▶ Provided information

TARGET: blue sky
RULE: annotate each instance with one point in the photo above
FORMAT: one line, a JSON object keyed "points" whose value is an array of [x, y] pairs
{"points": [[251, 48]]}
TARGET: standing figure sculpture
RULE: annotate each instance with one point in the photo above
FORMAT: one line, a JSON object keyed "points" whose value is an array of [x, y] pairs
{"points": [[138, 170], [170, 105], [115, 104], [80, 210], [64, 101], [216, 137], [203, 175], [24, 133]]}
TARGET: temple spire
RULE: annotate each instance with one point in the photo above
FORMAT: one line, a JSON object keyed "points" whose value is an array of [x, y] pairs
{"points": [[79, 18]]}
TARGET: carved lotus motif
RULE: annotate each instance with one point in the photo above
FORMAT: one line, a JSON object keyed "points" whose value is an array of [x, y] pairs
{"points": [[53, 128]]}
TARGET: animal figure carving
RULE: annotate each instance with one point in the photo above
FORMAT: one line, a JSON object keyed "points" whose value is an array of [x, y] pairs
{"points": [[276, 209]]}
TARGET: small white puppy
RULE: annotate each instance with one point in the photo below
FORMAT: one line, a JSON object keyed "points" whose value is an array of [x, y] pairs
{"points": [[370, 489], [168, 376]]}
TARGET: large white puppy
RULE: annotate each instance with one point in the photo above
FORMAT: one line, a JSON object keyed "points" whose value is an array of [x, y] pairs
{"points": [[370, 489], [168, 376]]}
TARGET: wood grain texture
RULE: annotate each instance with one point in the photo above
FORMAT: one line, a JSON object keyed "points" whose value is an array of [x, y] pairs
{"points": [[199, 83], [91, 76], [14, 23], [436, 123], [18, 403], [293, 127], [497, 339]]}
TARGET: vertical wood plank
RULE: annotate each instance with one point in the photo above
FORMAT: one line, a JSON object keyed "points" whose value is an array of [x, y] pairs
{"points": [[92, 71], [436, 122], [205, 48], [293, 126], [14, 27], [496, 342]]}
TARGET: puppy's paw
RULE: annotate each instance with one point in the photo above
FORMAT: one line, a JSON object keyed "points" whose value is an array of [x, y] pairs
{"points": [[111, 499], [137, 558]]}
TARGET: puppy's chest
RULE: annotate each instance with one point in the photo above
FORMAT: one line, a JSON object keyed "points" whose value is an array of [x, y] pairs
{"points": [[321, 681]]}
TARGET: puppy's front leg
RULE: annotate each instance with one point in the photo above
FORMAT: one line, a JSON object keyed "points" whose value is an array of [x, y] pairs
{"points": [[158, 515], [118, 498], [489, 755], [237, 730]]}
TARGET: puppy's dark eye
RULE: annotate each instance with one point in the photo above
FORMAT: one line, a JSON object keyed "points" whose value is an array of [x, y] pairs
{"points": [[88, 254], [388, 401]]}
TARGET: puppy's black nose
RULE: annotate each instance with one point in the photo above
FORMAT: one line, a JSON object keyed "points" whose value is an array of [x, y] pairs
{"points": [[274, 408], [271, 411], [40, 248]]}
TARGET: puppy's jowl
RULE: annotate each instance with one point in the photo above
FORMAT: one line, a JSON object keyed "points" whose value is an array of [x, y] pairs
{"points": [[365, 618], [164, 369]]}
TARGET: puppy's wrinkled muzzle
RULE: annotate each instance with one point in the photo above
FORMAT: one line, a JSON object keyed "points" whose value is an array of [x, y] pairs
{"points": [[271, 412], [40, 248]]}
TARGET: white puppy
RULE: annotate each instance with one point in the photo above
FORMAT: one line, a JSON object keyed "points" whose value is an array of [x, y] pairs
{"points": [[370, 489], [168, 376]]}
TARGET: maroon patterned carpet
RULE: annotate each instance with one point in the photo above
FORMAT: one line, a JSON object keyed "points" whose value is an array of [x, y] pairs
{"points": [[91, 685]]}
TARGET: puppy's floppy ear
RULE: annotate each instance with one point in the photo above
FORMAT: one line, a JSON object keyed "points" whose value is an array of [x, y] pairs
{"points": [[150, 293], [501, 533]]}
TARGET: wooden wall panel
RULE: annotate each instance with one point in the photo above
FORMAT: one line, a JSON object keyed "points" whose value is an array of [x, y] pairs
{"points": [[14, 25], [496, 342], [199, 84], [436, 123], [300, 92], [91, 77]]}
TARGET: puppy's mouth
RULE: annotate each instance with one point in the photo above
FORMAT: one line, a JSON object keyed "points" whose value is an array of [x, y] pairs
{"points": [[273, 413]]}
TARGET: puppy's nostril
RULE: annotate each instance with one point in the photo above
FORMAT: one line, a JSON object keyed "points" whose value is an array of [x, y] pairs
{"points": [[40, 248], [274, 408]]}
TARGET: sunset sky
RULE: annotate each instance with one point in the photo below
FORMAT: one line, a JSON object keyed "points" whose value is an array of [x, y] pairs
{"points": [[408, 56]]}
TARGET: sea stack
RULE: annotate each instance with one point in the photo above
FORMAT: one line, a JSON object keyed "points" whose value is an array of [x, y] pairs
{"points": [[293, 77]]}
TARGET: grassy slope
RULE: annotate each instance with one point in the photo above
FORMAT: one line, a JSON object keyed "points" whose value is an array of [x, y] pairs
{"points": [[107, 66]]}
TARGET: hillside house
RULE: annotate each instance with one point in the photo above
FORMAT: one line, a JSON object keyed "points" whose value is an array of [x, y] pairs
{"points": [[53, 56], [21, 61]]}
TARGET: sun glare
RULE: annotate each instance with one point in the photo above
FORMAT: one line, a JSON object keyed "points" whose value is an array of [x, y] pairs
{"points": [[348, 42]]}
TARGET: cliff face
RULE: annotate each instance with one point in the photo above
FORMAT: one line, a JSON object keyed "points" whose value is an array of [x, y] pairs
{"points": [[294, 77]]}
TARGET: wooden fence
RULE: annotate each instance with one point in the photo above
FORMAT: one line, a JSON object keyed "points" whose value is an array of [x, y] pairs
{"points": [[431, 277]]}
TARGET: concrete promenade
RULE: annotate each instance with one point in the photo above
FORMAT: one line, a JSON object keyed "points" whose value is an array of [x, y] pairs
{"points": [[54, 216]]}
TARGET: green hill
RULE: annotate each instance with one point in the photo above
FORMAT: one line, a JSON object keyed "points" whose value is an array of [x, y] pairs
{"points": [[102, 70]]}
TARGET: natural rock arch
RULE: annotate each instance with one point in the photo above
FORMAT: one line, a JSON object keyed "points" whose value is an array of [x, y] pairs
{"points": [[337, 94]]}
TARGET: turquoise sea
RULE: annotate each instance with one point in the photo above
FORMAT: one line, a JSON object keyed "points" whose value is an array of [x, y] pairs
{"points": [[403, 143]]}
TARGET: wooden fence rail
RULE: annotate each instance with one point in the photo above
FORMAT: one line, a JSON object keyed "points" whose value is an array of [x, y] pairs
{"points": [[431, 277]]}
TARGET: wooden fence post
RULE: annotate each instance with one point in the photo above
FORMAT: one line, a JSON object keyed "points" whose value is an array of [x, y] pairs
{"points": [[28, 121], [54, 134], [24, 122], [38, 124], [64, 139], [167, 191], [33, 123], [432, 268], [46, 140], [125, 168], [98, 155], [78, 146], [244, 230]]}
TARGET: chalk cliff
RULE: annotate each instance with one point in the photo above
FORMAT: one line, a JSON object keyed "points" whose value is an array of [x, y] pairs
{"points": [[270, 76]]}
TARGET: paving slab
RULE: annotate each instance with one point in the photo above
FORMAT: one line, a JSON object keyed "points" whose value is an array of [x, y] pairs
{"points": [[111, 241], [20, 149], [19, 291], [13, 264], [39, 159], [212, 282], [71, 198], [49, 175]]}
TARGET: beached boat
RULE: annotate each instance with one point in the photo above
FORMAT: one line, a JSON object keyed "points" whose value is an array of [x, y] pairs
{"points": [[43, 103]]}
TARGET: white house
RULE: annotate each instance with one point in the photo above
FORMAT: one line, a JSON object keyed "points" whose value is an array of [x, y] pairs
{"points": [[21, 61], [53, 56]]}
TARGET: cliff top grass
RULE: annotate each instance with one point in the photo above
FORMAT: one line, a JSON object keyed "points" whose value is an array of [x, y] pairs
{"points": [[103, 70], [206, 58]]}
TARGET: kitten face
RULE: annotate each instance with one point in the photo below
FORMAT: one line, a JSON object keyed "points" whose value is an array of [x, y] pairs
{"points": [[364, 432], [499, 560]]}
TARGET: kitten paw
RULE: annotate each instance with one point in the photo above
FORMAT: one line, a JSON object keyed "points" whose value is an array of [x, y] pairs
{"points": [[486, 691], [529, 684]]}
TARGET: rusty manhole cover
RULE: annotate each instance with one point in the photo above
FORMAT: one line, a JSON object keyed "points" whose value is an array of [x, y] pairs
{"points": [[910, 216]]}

▶ Task brief
Starting with the line that contains "TARGET: rusty manhole cover" and going through the end of the data, write out every line again. Rescale only the x and y coordinates in the answer by multiplying each by 2.25 and rounding to the nearest whole number, with halves rounded up. Copy all other lines unchanged.

▶ Task output
TARGET: rusty manhole cover
RULE: annotate each instance with one point in the photo above
FORMAT: one line, a JSON object keyed "points" whose value is an array of [x, y] pairs
{"points": [[2048, 486]]}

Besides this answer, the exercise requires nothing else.